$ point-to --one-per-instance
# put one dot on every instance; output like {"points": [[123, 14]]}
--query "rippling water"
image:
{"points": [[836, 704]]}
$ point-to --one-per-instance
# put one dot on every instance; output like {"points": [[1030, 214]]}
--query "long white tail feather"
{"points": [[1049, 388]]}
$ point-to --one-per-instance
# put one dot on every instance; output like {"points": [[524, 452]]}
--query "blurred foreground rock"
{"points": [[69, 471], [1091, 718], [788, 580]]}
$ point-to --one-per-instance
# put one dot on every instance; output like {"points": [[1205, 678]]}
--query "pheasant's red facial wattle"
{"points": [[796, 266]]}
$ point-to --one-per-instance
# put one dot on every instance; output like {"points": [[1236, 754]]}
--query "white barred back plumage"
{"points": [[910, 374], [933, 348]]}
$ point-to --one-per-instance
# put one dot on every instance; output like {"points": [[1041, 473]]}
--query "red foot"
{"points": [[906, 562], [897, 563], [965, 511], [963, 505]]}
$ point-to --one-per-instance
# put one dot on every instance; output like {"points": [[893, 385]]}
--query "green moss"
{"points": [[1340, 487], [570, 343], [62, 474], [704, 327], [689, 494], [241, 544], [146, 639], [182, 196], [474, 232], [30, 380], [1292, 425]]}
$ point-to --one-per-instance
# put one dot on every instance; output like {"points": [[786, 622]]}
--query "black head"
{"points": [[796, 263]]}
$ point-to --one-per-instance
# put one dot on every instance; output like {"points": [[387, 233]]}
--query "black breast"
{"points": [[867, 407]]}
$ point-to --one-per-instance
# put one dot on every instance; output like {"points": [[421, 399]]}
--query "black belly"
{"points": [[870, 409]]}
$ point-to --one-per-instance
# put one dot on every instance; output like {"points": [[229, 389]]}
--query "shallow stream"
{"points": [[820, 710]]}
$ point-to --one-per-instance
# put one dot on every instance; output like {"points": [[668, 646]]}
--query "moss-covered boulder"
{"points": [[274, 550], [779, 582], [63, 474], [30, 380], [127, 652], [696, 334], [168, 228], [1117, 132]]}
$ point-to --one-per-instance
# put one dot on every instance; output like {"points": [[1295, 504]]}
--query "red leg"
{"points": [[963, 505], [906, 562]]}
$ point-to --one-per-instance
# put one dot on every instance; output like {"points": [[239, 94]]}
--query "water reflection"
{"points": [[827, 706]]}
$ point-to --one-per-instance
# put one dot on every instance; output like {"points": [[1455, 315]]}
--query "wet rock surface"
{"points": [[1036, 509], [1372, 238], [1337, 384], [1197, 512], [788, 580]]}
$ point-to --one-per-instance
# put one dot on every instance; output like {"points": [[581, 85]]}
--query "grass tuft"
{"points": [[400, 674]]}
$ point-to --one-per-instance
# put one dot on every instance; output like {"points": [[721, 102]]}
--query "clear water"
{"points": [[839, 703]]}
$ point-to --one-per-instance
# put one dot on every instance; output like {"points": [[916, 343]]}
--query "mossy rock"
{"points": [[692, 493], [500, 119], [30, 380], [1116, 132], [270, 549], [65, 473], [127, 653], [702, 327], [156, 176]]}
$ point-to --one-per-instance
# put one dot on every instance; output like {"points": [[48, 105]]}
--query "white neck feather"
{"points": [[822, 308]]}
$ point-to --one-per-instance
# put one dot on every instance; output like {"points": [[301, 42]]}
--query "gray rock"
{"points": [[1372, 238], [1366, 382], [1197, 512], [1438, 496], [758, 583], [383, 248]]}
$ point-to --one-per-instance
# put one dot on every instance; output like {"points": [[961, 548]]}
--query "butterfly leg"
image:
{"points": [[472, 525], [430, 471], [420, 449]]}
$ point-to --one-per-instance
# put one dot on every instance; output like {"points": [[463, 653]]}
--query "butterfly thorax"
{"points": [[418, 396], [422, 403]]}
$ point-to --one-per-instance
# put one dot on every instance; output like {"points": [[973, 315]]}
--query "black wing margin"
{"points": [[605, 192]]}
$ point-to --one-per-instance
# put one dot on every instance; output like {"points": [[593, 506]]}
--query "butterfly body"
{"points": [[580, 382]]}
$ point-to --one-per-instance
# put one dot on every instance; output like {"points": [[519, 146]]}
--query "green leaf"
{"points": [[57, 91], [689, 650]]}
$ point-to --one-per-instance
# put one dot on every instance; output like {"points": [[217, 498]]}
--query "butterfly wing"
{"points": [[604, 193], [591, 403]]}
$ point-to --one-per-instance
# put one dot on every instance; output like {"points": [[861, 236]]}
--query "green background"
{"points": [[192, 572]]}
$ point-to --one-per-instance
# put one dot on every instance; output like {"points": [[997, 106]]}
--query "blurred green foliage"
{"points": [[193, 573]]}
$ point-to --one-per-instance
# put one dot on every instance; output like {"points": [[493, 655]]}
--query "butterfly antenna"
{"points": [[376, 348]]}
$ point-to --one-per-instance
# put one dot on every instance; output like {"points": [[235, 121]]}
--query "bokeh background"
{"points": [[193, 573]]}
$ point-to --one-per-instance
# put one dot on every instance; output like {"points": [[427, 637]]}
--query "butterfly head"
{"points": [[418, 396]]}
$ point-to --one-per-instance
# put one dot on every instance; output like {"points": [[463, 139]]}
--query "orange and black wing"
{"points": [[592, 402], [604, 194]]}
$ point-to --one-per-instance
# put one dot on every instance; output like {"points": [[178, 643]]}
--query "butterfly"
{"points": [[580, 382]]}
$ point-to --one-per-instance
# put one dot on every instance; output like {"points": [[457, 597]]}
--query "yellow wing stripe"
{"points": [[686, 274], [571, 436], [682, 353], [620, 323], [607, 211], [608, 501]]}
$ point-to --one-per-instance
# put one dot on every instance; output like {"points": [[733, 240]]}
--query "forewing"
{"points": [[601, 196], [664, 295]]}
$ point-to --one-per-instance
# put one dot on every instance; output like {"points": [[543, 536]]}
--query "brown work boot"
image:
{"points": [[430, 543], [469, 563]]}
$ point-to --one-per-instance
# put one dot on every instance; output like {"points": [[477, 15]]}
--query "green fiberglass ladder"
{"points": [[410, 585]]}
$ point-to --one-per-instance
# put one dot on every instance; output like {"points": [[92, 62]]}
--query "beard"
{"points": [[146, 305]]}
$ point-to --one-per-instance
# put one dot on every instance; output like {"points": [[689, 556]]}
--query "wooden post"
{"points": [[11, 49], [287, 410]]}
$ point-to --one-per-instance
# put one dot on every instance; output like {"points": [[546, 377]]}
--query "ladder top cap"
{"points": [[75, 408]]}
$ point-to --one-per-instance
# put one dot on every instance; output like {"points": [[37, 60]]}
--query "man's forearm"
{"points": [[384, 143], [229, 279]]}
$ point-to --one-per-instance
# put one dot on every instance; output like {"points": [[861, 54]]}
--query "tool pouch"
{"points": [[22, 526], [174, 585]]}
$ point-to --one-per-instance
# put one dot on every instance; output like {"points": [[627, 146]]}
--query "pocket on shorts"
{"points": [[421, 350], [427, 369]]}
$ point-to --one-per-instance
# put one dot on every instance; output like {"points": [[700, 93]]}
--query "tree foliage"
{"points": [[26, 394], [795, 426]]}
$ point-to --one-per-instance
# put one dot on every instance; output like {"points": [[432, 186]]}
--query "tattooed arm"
--------------------------------
> **EXERCISE GOAL**
Please retype the entries above in full, exactly as they stand.

> **WRITTEN RESPONSE**
$ point-to --one-per-instance
# put one dot on every instance; output like {"points": [[123, 14]]}
--query "rippling water"
image:
{"points": [[836, 704]]}
$ point-to --one-per-instance
# put one dot on every instance; output like {"points": [[1030, 214]]}
--query "long white tail feather"
{"points": [[1049, 388]]}
$ point-to --one-per-instance
# put one dot on every instance; output like {"points": [[524, 452]]}
--query "blurred foreground rock"
{"points": [[69, 471], [1091, 718], [788, 580]]}
$ point-to --one-per-instance
# put one dot on every instance; output like {"points": [[1205, 678]]}
--query "pheasant's red facial wattle"
{"points": [[796, 266]]}
$ point-to --one-per-instance
# put one dot on every instance; output like {"points": [[1236, 754]]}
--query "white barred back plumage"
{"points": [[910, 374], [933, 348]]}
$ point-to --one-per-instance
# put one dot on every instance; output like {"points": [[1041, 473]]}
--query "red foot"
{"points": [[906, 562], [897, 563], [965, 511], [963, 505]]}
$ point-to --one-per-instance
# put one dot on every instance; output like {"points": [[893, 385]]}
--query "green moss"
{"points": [[1340, 487], [570, 343], [62, 474], [704, 327], [689, 494], [241, 544], [146, 639], [182, 196], [474, 232], [30, 380], [1292, 425]]}
$ point-to --one-per-instance
# put one dot on every instance; output like {"points": [[786, 622]]}
--query "black head"
{"points": [[796, 263]]}
$ point-to --one-per-instance
# put one dot on every instance; output like {"points": [[387, 233]]}
--query "black breast"
{"points": [[867, 407]]}
$ point-to --one-per-instance
# put one dot on every instance; output like {"points": [[421, 399]]}
--query "black belly"
{"points": [[870, 409]]}
$ point-to --one-per-instance
# put one dot on every instance; output like {"points": [[229, 389]]}
--query "shallow stream"
{"points": [[820, 710]]}
$ point-to --one-per-instance
# put one dot on every instance; output like {"points": [[668, 646]]}
--query "moss-covered boulder"
{"points": [[274, 550], [779, 582], [63, 474], [30, 380], [127, 652], [696, 334], [168, 228], [1117, 132]]}
$ point-to --one-per-instance
# put one dot on every instance; output like {"points": [[1295, 504]]}
--query "red leg"
{"points": [[963, 505], [906, 562]]}
$ point-to --one-per-instance
# put one dot on every instance; output like {"points": [[239, 94]]}
--query "water reflection"
{"points": [[827, 706]]}
$ point-to --one-per-instance
# put one dot on every instance; output like {"points": [[1455, 315]]}
--query "wet rock surface"
{"points": [[1036, 509], [1372, 238], [1337, 384], [1197, 512], [788, 580]]}
$ point-to --one-per-instance
# put one dot on every instance; output like {"points": [[581, 85]]}
--query "grass tuft"
{"points": [[400, 674]]}
$ point-to --one-per-instance
# put one dot on every instance; output like {"points": [[721, 102]]}
--query "clear water"
{"points": [[839, 703]]}
$ point-to --one-per-instance
# put one dot on every instance; output like {"points": [[916, 343]]}
--query "mossy rock"
{"points": [[692, 493], [500, 119], [30, 380], [1116, 132], [270, 549], [65, 473], [127, 653], [702, 327], [156, 176]]}
$ point-to --one-per-instance
# put one dot on every instance; output like {"points": [[48, 105]]}
--query "white neck feather"
{"points": [[822, 308]]}
$ point-to --one-per-instance
# put one dot on every instance; output like {"points": [[301, 42]]}
--query "gray rock"
{"points": [[1372, 238], [1366, 382], [1197, 512], [1438, 496], [758, 583], [383, 248]]}
$ point-to --one-per-instance
# put one dot on every instance; output like {"points": [[961, 548]]}
--query "butterfly leg"
image:
{"points": [[472, 525], [430, 471], [420, 449]]}
$ point-to --one-per-instance
# put one dot on every instance; output like {"points": [[463, 653]]}
--query "butterfly thorax"
{"points": [[418, 396], [422, 403]]}
$ point-to --one-per-instance
# put one dot on every instance; output like {"points": [[973, 315]]}
--query "black wing margin"
{"points": [[605, 192]]}
$ point-to --one-per-instance
# put one dot on every instance; output like {"points": [[593, 506]]}
--query "butterfly body"
{"points": [[580, 382]]}
$ point-to --one-per-instance
# put one dot on every instance; output like {"points": [[519, 146]]}
--query "green leaf"
{"points": [[57, 91], [689, 650]]}
$ point-to --one-per-instance
# put one dot on every instance; output like {"points": [[217, 498]]}
--query "butterfly wing"
{"points": [[604, 193], [591, 403]]}
$ point-to --one-per-instance
# put one dot on every instance; output like {"points": [[861, 236]]}
--query "green background"
{"points": [[192, 572]]}
$ point-to --one-per-instance
# put one dot on every instance; output like {"points": [[997, 106]]}
--query "blurred green foliage"
{"points": [[193, 573]]}
$ point-to --one-per-instance
# put one dot on every instance; output like {"points": [[493, 655]]}
--query "butterfly antenna"
{"points": [[376, 348]]}
$ point-to --one-per-instance
# put one dot on every instance; output like {"points": [[235, 121]]}
--query "bokeh background"
{"points": [[193, 573]]}
$ point-to --one-per-instance
# put one dot on every instance; output like {"points": [[427, 637]]}
--query "butterfly head"
{"points": [[418, 396]]}
$ point-to --one-per-instance
# put one dot on every instance; output like {"points": [[463, 139]]}
--query "orange and black wing"
{"points": [[592, 402], [604, 194]]}
$ point-to --one-per-instance
# put one dot on every instance; output like {"points": [[178, 643]]}
--query "butterfly"
{"points": [[580, 382]]}
$ point-to --one-per-instance
# put one dot on every instance; output like {"points": [[457, 597]]}
--query "yellow wing stripe"
{"points": [[686, 274], [571, 436], [682, 353], [620, 323], [607, 211], [608, 501]]}
$ point-to --one-per-instance
# put one dot on every instance; output like {"points": [[733, 240]]}
--query "forewing"
{"points": [[601, 196], [664, 295]]}
$ point-to --one-per-instance
# put one dot on every instance; output like {"points": [[543, 536]]}
--query "brown work boot"
image:
{"points": [[430, 543], [469, 563]]}
$ point-to --one-per-instance
# put one dot on every instance; output like {"points": [[477, 15]]}
--query "green fiberglass ladder"
{"points": [[410, 585]]}
$ point-to --one-per-instance
# put one dot on every instance; output like {"points": [[92, 62]]}
--query "beard"
{"points": [[146, 305]]}
$ point-to --one-per-instance
# put one dot on every instance; output like {"points": [[689, 556]]}
--query "wooden post"
{"points": [[11, 49], [287, 410]]}
$ point-to --one-per-instance
# put one dot on every instance; output like {"points": [[546, 377]]}
--query "ladder top cap"
{"points": [[75, 408]]}
$ point-to --one-per-instance
# put one dot on every instance; output like {"points": [[37, 60]]}
--query "man's forearm"
{"points": [[384, 143], [229, 279]]}
$ point-to --one-per-instance
# put one dot on every instance; output like {"points": [[861, 54]]}
--query "tool pouch"
{"points": [[22, 526], [174, 585]]}
$ point-to --one-per-instance
# put one dot on every instance; output like {"points": [[627, 146]]}
--query "pocket on shorts"
{"points": [[421, 350], [427, 369]]}
$ point-to --one-per-instance
# put one dot on every instance; output like {"points": [[700, 93]]}
--query "tree foliage"
{"points": [[26, 394], [795, 426]]}
$ point-to --one-per-instance
# put one dot on every instance; output like {"points": [[432, 186]]}
--query "tattooed arm"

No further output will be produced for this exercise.